RECORDS FOR THIS TASK

______________________________

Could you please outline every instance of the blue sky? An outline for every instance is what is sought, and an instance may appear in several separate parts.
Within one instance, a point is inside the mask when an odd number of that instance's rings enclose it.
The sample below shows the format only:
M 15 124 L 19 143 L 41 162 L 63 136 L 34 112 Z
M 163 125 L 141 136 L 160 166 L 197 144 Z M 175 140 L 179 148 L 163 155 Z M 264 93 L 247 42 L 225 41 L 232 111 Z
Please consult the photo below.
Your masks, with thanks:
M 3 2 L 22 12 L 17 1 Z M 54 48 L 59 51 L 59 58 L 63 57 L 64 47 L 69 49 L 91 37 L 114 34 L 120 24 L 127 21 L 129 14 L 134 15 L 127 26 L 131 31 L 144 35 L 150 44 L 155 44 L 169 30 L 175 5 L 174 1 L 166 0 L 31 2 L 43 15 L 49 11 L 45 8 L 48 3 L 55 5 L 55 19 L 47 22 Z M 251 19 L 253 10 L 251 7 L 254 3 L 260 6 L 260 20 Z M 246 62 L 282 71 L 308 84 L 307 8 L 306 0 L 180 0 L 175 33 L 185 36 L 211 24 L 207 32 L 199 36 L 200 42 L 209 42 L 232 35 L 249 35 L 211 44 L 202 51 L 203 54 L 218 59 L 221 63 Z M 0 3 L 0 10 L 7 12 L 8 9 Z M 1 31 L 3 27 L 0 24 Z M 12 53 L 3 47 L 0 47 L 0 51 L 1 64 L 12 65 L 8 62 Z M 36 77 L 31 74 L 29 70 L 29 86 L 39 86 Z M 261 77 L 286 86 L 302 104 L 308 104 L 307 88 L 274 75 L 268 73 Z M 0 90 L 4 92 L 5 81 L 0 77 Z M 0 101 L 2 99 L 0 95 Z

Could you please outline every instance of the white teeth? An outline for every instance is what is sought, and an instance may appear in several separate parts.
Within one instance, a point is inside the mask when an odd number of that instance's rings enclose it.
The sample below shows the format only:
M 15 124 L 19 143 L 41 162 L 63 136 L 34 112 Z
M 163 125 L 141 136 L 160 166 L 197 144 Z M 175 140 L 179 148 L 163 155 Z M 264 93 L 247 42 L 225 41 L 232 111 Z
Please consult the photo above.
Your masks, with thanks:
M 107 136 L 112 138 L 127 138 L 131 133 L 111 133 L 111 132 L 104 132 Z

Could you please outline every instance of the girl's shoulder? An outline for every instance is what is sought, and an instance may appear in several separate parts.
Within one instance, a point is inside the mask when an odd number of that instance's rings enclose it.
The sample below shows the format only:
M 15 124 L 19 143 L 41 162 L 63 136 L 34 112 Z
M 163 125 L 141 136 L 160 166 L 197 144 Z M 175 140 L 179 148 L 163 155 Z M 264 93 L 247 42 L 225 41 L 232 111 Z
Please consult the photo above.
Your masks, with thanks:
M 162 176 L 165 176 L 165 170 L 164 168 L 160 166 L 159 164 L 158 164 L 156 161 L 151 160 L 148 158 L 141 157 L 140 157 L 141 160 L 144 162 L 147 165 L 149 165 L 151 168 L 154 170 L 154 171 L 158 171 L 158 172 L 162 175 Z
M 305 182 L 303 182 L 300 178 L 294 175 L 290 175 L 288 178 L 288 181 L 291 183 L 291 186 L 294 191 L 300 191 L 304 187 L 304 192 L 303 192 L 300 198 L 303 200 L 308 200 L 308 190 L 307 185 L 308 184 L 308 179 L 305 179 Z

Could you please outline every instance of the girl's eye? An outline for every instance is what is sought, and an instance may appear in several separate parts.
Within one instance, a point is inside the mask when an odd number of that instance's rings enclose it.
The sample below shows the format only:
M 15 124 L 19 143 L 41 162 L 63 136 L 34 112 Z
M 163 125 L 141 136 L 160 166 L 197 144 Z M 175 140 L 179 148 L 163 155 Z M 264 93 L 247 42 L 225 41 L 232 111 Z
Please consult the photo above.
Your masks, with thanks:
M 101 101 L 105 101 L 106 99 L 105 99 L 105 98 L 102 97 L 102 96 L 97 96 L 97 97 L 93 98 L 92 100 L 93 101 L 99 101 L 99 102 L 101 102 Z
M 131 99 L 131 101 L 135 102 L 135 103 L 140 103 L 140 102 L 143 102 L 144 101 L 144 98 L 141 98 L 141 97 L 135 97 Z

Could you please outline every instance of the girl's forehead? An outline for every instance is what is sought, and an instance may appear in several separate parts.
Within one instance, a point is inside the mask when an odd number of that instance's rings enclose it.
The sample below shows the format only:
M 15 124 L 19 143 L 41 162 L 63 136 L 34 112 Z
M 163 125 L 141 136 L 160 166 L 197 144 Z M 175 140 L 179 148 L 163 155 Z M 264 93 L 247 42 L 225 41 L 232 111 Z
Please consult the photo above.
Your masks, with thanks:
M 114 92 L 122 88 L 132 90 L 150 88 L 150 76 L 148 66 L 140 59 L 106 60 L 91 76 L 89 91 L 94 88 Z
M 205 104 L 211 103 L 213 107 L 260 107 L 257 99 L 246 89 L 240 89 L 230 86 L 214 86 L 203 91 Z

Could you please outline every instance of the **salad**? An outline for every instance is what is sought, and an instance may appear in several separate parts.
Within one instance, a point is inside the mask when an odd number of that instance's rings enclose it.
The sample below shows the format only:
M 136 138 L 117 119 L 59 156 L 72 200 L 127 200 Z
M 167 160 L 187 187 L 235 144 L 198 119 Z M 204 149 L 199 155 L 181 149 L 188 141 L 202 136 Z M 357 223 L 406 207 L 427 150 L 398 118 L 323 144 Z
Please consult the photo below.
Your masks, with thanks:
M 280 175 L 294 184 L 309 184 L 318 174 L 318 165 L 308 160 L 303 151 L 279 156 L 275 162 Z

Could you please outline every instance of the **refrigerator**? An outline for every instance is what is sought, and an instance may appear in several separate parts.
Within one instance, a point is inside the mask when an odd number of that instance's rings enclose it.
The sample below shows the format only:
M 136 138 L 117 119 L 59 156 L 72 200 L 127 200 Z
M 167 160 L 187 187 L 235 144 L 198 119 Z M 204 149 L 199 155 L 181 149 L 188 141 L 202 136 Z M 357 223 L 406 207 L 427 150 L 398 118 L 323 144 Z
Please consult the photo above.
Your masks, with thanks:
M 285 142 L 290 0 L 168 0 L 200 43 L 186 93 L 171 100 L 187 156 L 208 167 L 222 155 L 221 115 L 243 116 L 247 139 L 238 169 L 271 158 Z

______________________________

AIM
Put every line from all the rows above into a single numbered list, leaving out any blank lines.

RESULT OF THE EXERCISE
1. Could you please outline every instance of the blue sky? An outline for every instance is what is sought, and an instance may appear in several separate parts.
2. Within one instance, a point is inside the mask when an odd number of that instance's rings enclose it.
3. The sample below shows the format only:
4. M 15 124 L 19 143 L 41 162 L 63 136 L 34 112 Z
5. M 163 125 L 141 136 L 160 166 L 197 144 Z M 175 140 L 179 148 L 163 155 Z M 264 93 L 247 42 L 225 41 L 232 111 Z
6. Please consult the photo below.
7. Your masks, with thanks:
8. M 3 2 L 22 12 L 17 1 Z M 54 48 L 59 51 L 59 58 L 63 57 L 64 47 L 69 49 L 91 37 L 114 34 L 120 24 L 127 21 L 129 14 L 134 15 L 127 26 L 131 31 L 144 35 L 150 44 L 155 44 L 169 30 L 175 5 L 174 1 L 166 0 L 31 2 L 43 15 L 49 11 L 45 8 L 48 3 L 55 5 L 55 19 L 47 22 Z M 251 19 L 253 10 L 251 7 L 254 3 L 260 6 L 260 20 Z M 246 62 L 282 71 L 308 84 L 307 8 L 306 0 L 180 0 L 175 33 L 185 36 L 211 24 L 207 32 L 199 36 L 200 42 L 209 42 L 232 35 L 249 35 L 211 44 L 202 51 L 203 54 L 218 59 L 221 63 Z M 0 3 L 0 10 L 7 12 L 8 9 Z M 1 31 L 3 27 L 0 24 Z M 12 53 L 3 47 L 0 47 L 0 51 L 1 64 L 12 65 L 8 62 Z M 36 77 L 31 74 L 29 70 L 29 86 L 39 86 Z M 261 77 L 286 86 L 302 104 L 308 104 L 307 88 L 274 75 L 268 73 Z M 0 90 L 4 92 L 5 81 L 0 77 Z M 0 101 L 2 99 L 0 95 Z
9. Could you please outline every instance of the white teeth? An outline for every instance is what is sought, and an instance may appear in several separate parts.
10. Within one instance, a point is inside the mask when an odd number of that instance's rings enclose it.
11. The sample below shows the format only:
12. M 15 124 L 19 143 L 41 162 L 63 136 L 34 112 Z
13. M 163 125 L 141 136 L 160 166 L 197 144 Z M 175 140 L 179 148 L 163 155 Z M 264 93 L 247 42 L 225 41 L 232 111 Z
14. Please consult the photo above.
15. Your masks, with thanks:
16. M 107 136 L 112 138 L 127 138 L 131 133 L 111 133 L 111 132 L 104 132 Z
17. Could you please outline every instance of the girl's shoulder? An outline for every instance is what is sought, and an instance may appear in several separate parts.
18. Within one instance, a point is inside the mask when an odd number of that instance's rings enclose it.
19. The sample below shows the format only:
20. M 15 124 L 19 143 L 41 162 L 63 136 L 34 112 Z
21. M 163 125 L 141 136 L 160 166 L 197 144 Z M 175 140 L 179 148 L 163 155 Z M 264 93 L 247 42 L 225 41 L 232 111 Z
22. Please consult the photo above.
23. Your masks, with thanks:
24. M 162 176 L 165 176 L 165 170 L 164 168 L 160 166 L 159 164 L 158 164 L 156 161 L 151 160 L 148 158 L 141 157 L 140 157 L 141 160 L 144 162 L 147 165 L 149 165 L 151 168 L 154 170 L 154 171 L 158 171 L 158 172 L 162 175 Z
25. M 305 182 L 303 182 L 300 178 L 294 175 L 290 175 L 288 178 L 288 181 L 291 183 L 291 186 L 294 191 L 300 191 L 304 187 L 304 192 L 303 192 L 300 198 L 303 200 L 308 200 L 308 190 L 307 185 L 308 184 L 308 179 L 305 179 Z
26. Could you please outline every instance of the girl's eye? An outline for every instance is what is sought, and an instance may appear in several separate parts.
27. Within one instance, a point is inside the mask when an odd number of that instance's rings enclose it.
28. The sample below shows the format only:
29. M 15 124 L 19 143 L 41 162 L 63 136 L 34 112 Z
30. M 163 125 L 141 136 L 160 166 L 197 144 Z M 175 140 L 179 148 L 163 155 Z M 264 93 L 247 42 L 225 41 L 232 111 Z
31. Please consult the photo above.
32. Your masks, with thanks:
33. M 101 101 L 105 101 L 106 99 L 105 99 L 105 98 L 102 97 L 102 96 L 97 96 L 97 97 L 93 98 L 92 100 L 93 101 L 99 101 L 99 102 L 101 102 Z
34. M 131 99 L 131 101 L 135 102 L 135 103 L 140 103 L 140 102 L 143 102 L 144 101 L 144 98 L 141 98 L 141 97 L 135 97 Z
35. Could you please outline every instance of the girl's forehead? An outline for every instance is what is sought, and an instance may appear in several separate parts.
36. Within one instance, a point is inside the mask when an odd number of that instance's rings enclose it.
37. The sample below shows the format only:
38. M 15 124 L 19 143 L 41 162 L 63 136 L 34 112 Z
39. M 163 125 L 141 136 L 160 166 L 197 144 Z M 175 140 L 179 148 L 163 155 Z M 264 93 L 247 42 L 225 41 L 232 111 Z
40. Please consult the photo above.
41. Your masks, with thanks:
42. M 114 92 L 122 88 L 132 90 L 150 88 L 150 76 L 148 66 L 140 59 L 106 60 L 91 76 L 89 91 L 94 88 Z
43. M 205 104 L 211 103 L 213 107 L 260 107 L 257 99 L 246 89 L 240 89 L 230 86 L 214 86 L 203 91 Z
44. Could you please outline every instance of the **salad**? An outline for every instance is what is sought, and an instance may appear in several separate parts.
45. Within one instance, a point is inside the mask when an odd number of that instance's rings enclose it.
46. The sample below shows the format only:
47. M 136 138 L 117 119 L 59 156 L 72 200 L 127 200 Z
48. M 167 160 L 187 187 L 235 144 L 198 119 Z M 204 149 L 199 155 L 181 149 L 188 141 L 202 136 Z M 357 223 L 406 207 L 427 150 L 398 118 L 323 144 Z
49. Please consult the photo below.
50. Your masks, with thanks:
51. M 280 175 L 294 184 L 309 184 L 318 174 L 318 165 L 308 160 L 303 151 L 279 156 L 275 162 Z
52. Could you please outline every instance of the **refrigerator**? An outline for every instance is what is sought, and an instance may appear in several separate parts.
53. Within one instance, a point is inside the mask when an odd number of that instance's rings enclose it.
54. The sample below shows the format only:
55. M 136 138 L 117 119 L 59 156 L 72 200 L 127 200 Z
56. M 167 160 L 187 187 L 235 144 L 198 119 Z M 204 149 L 199 155 L 181 149 L 188 141 L 202 136 Z M 357 223 L 406 207 L 427 150 L 398 118 L 323 144 Z
57. Please consult the photo above.
58. Your masks, with thanks:
59. M 285 142 L 290 0 L 168 0 L 200 43 L 186 93 L 171 100 L 187 156 L 208 167 L 222 155 L 221 115 L 243 116 L 247 139 L 238 169 L 271 158 Z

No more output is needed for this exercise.